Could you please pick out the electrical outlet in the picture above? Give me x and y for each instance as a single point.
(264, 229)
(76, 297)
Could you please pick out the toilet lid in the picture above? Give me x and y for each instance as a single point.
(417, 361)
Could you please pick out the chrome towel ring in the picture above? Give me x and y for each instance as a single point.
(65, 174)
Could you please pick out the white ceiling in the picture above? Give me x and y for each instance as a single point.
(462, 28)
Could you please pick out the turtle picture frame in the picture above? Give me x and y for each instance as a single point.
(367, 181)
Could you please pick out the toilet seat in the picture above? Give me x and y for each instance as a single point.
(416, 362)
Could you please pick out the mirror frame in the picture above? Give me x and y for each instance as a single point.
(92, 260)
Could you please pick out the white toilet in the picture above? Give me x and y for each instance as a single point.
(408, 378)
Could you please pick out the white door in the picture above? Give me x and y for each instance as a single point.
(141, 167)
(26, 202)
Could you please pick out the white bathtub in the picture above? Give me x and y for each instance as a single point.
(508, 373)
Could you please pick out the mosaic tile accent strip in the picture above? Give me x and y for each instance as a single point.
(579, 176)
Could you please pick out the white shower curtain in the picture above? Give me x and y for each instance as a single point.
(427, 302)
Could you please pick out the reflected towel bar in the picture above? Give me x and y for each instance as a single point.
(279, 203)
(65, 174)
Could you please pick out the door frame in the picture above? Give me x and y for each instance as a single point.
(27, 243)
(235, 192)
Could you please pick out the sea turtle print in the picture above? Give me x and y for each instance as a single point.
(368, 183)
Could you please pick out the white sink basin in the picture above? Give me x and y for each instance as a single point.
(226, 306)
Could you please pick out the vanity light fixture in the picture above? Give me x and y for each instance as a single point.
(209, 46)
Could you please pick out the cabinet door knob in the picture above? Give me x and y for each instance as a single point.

== == ==

▶ AIM OF THE TASK: Could you repeat every item above, word for word and in the same order?

▶ FINISHED TASK:
Could you please pick out the electrical outlet in the picture above? Give me x and y for each instance as a single point.
(264, 229)
(76, 297)
Could you please pick out the toilet lid in the picture above? Give me x and y for each instance as a single point.
(417, 361)
Could you please pick out the chrome towel ring in the picture above? Give me x and y for each instance as a single point.
(65, 174)
Could you please pick out the white ceiling in the picture above? Give me x and y for each instance as a single point.
(462, 28)
Could you please pick out the turtle picture frame in the picture above? Give me x and y for each instance as a single point.
(367, 181)
Could you please pick out the toilet seat in the picture above? Give me x and y for each instance as a single point.
(416, 362)
Could you please pick out the mirror frame in the picture above? Give me x and y for each instance as a single point.
(92, 260)
Could you please pick out the white toilet in the picture above? Give me x and y for each instance as a single point.
(408, 378)
Could you please pick out the white door in the picture above? Give me x and y for each instance as a single point.
(141, 167)
(26, 202)
Could you please pick out the white bathtub in the picture above? Give me x and y for each instance as a single point.
(508, 373)
Could you please pick out the mosaic tile accent strip in the picture above? Give me x and y for each instance as a single point.
(579, 176)
Could you please pick out the white shower curtain in the picture above? Give me x and y for each instance as a single point.
(427, 302)
Could you please pick out the reflected towel bar in the picture above? Give me x and y for each instance as a single point.
(279, 203)
(65, 174)
Could you please pick out the door frame in the picture above? Give me x and y for each instance as a single point.
(27, 243)
(235, 192)
Could you please pick out the sea turtle print in the picture above? Give me x and y for each instance as a single point.
(368, 183)
Could you please pick out the white sink basin in the picture above? Give me x and y for each instance as a single point.
(226, 306)
Could you please pick out the vanity light fixture in the picture above? Give me x and y for each instance as a single point.
(209, 46)
Could you please pick out the cabinet door knob in the picture above? Give me x and y for each instance as a single point.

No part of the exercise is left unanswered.